> _EXERCISES TO COMPLETE_
**A)** According to the Burning Man art text, what was the festival's theme in 1999?
**B)** Rewrite the Burning Man art text from "1) Marco Cochrane, creator" up to and including "more peaceful balance.", substituting "statues" for each occurrence of "sculptures".

== SOURCE DOCUMENT

1) Marco Cochrane, creator of Bliss Dance (2010) and Truth is Beauty (2013)
Each of these massive sculptures depicts a female nude in a state of joy. The first, Bliss Dance, appeared on the playa in 2010, followed by Truth Is Beauty in 2013. Artist Marco Cochrane imagined the sculptures as a series of three, designed to call attention to the treatment of women and to depict them in a state of beauty, safety, and self-acceptance. Inspired by the traumatic assault of a childhood friend, he dedicates this series to the empowerment of the female, which he believes would return the world to a more peaceful balance.
Cochrane credits the open-minded culture of Burning Man for inspiring the sculptures. “I’m trying to demystify nudity. I see how free women are on the playa, how they can possess a playful energy here that they cannot do in real life.” He channels the energy from the festival and uses his creativity to turn it into an epic, grand, timeless work of art.
2) Dana Albany, The Bone Tree 1999
Dana Albany is a long-time contributor to Burning Man, and the festival has grown because of her creative genius. In 1999, she was asked by Burning Man founder Larry Harvey to create the art centerpiece for the festival. The theme that year was “The Wheel of Time.” Dana thought about the desert, about DNA, about the march of time, and she created the piece of art, “The Bone Tree.”
In an interview on The Leonardo Gallery (which also has an amazing picture of The Bone Tree ablaze), Albany says, “The Bone Tree served several purposes. It was a tribute to the passage of time in which living animals transform from flesh to bone, a final reminder of their presence on earth. It was also an interactive sculpture in that its mobility was derived from participants who pushed it in a sweeping circle around the the Wheel of Time installations. This clockwise orbiting of the Bone Tree around the Wheel of Time acted as a magnet in drawing passersby to follow it and in turn be introduced to the various installations that were featured in sequence that evening. The third aspect of the Bone Tree was performance as it included a miniature stage where Father Time appeared with his acolytes who danced in front of him.” You can also read about the fitting end to The Bone Tree on The Leonardo Gallery site.

====
== EXTRACTED ENTRIES

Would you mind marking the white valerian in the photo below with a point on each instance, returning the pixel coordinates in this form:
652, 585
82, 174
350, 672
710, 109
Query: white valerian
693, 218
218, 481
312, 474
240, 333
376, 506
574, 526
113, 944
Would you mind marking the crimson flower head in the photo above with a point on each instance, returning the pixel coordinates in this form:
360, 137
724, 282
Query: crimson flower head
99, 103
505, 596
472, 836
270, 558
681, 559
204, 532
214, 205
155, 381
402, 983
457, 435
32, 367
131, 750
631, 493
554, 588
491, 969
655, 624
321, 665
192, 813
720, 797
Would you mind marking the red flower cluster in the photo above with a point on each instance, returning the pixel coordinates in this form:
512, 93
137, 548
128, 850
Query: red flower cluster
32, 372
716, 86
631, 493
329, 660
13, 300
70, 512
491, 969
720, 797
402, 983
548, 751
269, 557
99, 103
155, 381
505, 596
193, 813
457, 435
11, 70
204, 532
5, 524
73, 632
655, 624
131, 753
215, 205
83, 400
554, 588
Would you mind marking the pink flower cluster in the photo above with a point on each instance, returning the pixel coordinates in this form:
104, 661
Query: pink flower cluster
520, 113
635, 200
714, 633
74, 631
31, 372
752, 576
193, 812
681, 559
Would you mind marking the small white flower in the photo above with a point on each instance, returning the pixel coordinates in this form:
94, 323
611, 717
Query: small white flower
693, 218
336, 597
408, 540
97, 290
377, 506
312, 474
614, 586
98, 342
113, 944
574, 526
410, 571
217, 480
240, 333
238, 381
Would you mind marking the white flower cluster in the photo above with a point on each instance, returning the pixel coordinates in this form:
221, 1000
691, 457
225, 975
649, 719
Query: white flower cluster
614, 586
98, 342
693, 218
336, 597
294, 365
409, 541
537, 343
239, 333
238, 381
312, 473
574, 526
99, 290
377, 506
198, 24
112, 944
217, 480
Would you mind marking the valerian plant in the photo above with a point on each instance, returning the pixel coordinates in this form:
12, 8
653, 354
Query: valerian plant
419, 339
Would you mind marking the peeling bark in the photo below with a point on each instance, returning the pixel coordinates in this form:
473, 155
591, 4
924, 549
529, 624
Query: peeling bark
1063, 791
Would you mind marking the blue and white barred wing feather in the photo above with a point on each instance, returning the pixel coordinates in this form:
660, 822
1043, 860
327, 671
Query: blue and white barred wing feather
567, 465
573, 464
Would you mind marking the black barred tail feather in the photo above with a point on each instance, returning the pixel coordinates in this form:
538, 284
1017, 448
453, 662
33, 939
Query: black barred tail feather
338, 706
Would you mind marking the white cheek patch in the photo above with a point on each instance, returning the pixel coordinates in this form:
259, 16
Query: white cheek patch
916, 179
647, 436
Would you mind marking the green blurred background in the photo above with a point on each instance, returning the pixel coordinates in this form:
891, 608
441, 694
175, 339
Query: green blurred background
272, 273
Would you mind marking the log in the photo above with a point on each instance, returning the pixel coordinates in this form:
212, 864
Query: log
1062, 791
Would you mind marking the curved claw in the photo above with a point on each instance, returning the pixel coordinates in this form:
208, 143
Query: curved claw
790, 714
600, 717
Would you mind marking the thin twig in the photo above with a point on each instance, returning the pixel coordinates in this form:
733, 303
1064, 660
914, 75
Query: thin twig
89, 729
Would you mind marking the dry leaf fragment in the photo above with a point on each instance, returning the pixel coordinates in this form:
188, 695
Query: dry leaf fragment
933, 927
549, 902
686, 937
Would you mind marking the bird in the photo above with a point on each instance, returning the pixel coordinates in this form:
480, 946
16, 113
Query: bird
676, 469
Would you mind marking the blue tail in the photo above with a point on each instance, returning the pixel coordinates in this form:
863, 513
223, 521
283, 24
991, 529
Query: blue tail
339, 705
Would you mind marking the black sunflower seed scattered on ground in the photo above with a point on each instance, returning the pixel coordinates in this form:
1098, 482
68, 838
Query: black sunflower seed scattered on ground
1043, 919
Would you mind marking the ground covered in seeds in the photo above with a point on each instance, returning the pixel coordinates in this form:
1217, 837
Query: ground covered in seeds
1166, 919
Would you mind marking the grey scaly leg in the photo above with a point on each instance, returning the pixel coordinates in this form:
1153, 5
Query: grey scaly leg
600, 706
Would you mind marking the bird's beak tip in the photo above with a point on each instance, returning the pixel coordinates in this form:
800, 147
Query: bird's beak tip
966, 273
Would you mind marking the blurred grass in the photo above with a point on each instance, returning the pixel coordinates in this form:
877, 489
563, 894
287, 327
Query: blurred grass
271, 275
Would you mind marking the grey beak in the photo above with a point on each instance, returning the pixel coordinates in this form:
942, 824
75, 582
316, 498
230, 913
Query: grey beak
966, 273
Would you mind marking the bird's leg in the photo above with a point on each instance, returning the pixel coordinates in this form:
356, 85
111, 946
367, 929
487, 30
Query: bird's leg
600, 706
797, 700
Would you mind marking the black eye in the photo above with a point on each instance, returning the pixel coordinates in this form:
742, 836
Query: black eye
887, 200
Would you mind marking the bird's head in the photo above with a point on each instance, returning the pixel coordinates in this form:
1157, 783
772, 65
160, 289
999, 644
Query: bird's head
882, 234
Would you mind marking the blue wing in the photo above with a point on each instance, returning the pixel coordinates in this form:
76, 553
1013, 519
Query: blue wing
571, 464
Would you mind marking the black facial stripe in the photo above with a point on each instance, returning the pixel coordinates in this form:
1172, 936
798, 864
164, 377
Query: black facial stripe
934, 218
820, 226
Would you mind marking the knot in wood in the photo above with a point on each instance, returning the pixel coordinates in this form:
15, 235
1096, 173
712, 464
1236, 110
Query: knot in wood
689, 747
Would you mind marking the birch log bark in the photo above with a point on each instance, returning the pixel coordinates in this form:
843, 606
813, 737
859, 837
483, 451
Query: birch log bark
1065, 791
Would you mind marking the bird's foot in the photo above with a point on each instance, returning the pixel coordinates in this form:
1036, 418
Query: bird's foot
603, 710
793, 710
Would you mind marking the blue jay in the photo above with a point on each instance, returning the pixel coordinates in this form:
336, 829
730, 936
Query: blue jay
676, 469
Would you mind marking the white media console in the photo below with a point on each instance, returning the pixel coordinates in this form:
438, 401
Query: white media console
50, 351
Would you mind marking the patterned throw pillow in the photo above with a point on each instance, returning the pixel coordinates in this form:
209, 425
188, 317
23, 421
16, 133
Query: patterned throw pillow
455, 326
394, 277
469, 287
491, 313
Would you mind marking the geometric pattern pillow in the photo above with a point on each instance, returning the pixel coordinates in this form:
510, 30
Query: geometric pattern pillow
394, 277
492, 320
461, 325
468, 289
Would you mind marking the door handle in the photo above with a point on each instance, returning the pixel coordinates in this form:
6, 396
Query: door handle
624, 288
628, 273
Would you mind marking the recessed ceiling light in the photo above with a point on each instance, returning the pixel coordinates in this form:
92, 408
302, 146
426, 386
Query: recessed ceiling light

====

> _PER-TASK ANSWERS_
**A)** The theme was "The Wheel of Time."

**B)**
1) Marco Cochrane, creator of Bliss Dance (2010) and Truth is Beauty (2013)
Each of these massive statues depicts a female nude in a state of joy. The first, Bliss Dance, appeared on the playa in 2010, followed by Truth Is Beauty in 2013. Artist Marco Cochrane imagined the statues as a series of three, designed to call attention to the treatment of women and to depict them in a state of beauty, safety, and self-acceptance. Inspired by the traumatic assault of a childhood friend, he dedicates this series to the empowerment of the female, which he believes would return the world to a more peaceful balance.